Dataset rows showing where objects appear
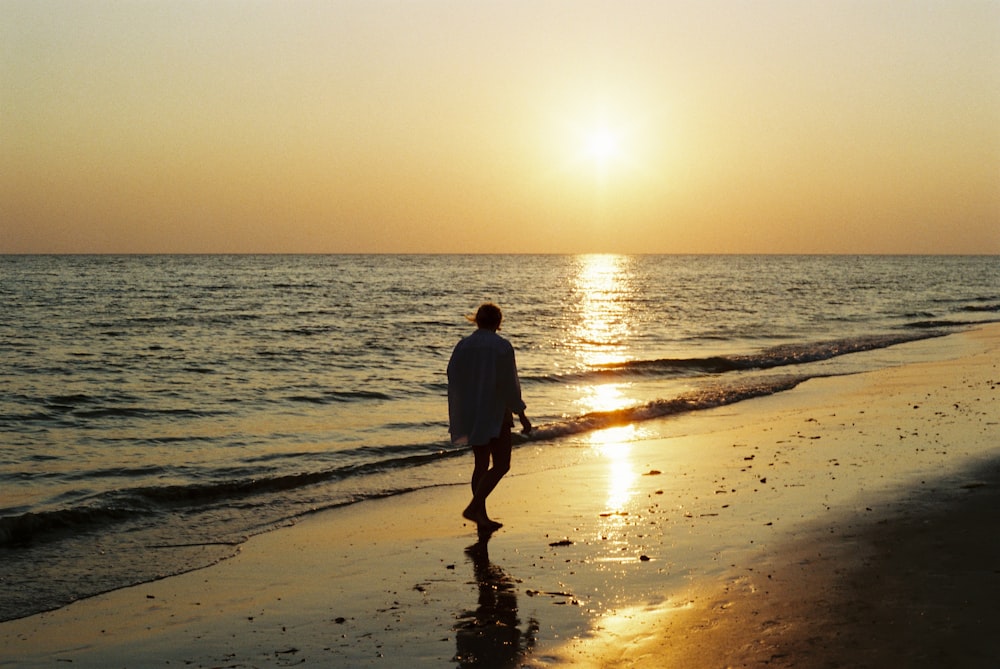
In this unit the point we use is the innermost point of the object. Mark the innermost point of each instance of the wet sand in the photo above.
(847, 523)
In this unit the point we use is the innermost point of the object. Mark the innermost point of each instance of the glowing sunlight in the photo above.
(614, 444)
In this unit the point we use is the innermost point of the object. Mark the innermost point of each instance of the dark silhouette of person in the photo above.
(484, 392)
(489, 637)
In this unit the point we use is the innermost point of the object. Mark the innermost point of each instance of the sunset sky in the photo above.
(481, 126)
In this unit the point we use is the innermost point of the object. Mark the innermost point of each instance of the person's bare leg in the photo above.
(486, 478)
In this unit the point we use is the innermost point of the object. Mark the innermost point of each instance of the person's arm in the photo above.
(525, 423)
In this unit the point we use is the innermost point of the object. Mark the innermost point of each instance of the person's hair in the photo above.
(488, 316)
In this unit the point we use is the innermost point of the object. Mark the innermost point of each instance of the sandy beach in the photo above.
(849, 522)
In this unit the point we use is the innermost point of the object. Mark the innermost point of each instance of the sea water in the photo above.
(155, 411)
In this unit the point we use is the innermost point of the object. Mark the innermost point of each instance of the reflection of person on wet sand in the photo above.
(483, 394)
(489, 637)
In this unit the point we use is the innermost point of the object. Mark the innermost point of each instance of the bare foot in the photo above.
(479, 517)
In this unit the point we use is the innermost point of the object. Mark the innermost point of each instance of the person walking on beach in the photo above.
(484, 393)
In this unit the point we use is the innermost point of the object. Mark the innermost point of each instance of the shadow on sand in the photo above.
(489, 637)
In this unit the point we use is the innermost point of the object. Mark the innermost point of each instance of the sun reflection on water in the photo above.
(603, 293)
(614, 444)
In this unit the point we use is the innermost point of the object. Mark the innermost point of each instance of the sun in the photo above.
(602, 146)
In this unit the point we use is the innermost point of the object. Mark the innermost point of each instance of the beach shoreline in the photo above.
(791, 530)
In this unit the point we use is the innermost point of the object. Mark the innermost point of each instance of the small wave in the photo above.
(939, 323)
(133, 504)
(337, 396)
(141, 412)
(709, 398)
(770, 358)
(984, 307)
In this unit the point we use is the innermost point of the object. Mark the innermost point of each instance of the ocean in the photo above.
(156, 411)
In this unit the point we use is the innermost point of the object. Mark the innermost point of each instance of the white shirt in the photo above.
(483, 387)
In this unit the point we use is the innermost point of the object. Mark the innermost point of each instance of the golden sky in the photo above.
(520, 126)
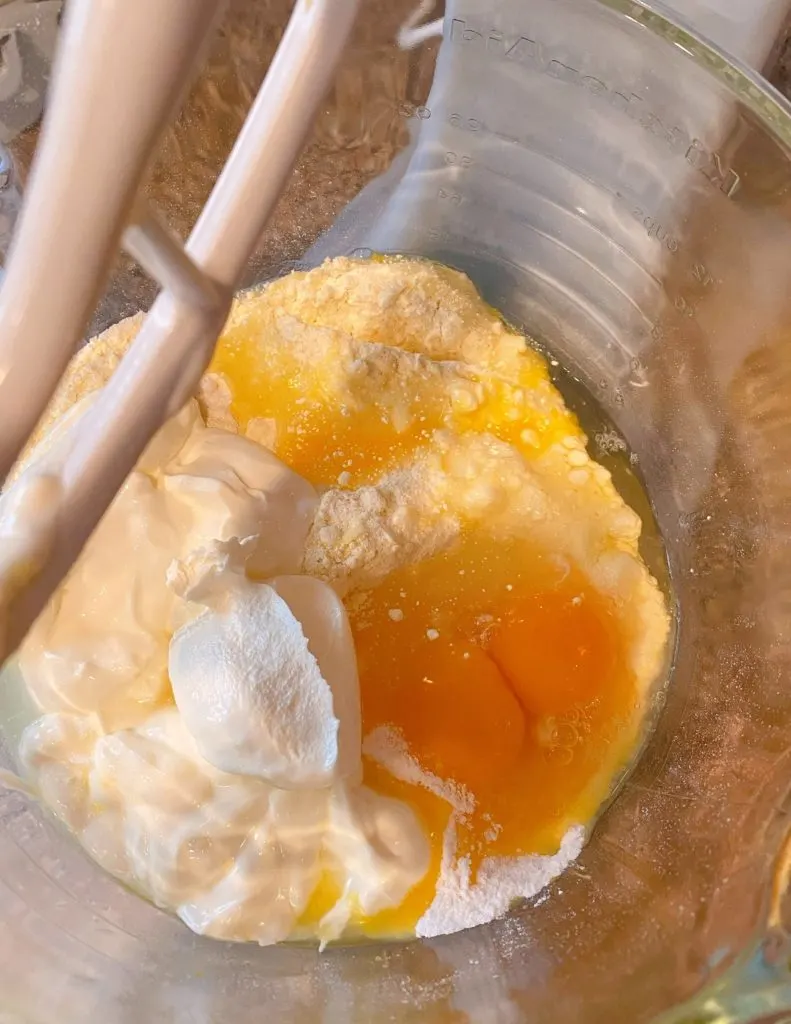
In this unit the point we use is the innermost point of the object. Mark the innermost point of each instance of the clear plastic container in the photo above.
(623, 190)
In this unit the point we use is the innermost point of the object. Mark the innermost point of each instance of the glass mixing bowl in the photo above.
(623, 190)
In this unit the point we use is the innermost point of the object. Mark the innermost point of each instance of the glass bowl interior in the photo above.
(620, 189)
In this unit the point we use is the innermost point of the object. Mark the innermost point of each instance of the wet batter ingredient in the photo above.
(507, 633)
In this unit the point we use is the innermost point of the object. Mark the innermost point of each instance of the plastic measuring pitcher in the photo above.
(621, 189)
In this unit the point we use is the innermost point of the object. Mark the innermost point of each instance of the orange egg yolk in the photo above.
(502, 670)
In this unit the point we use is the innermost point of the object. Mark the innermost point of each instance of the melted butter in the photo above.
(500, 666)
(335, 432)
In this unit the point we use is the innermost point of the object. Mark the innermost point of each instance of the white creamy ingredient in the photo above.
(250, 675)
(396, 337)
(178, 801)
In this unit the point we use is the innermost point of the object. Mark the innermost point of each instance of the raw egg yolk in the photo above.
(556, 650)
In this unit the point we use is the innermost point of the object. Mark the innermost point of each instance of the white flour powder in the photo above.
(459, 902)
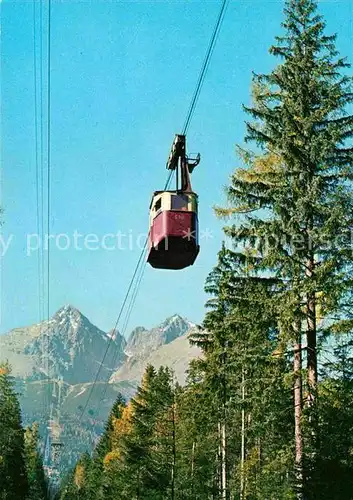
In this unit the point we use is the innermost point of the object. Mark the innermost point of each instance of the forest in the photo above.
(267, 410)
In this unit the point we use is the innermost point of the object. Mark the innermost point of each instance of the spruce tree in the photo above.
(13, 478)
(37, 483)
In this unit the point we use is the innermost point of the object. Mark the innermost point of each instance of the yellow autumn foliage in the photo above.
(111, 457)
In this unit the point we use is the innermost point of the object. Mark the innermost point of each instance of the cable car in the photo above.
(173, 241)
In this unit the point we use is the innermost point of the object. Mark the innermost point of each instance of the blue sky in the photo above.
(123, 73)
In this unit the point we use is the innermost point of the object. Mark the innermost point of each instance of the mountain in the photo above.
(142, 341)
(66, 347)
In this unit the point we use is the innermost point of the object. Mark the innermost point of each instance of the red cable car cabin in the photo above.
(173, 232)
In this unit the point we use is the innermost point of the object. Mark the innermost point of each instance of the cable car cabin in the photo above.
(173, 234)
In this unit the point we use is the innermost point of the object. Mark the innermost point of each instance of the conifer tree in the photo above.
(13, 478)
(295, 196)
(37, 483)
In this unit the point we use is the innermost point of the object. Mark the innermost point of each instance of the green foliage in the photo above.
(37, 483)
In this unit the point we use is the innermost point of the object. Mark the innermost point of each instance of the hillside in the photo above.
(55, 364)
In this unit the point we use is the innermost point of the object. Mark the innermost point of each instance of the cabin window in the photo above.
(158, 204)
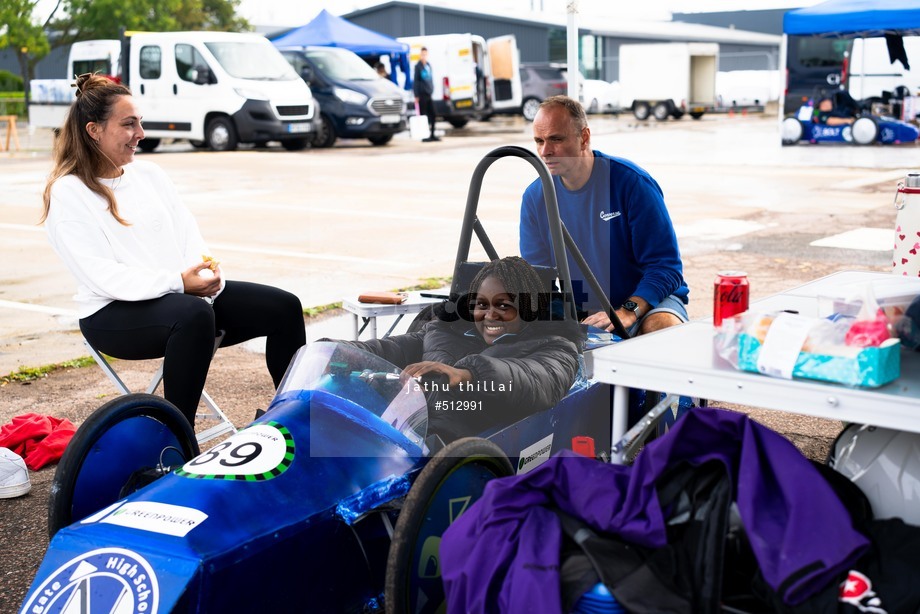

GIVEN REQUEST.
Find each line in the rows above that contains the string "foliage" and copy those lines out. Treat the match as case-sensitive.

RESPONSE TO THIS TASK.
In this unit the point we use is the innermost point of the object. Mark the innermost point of each instance of the yellow autumn foliage in the photo above.
In this unit the point we use is the innermost point of the object. Mark the innermost point of each instance of the green foliage in the photo above.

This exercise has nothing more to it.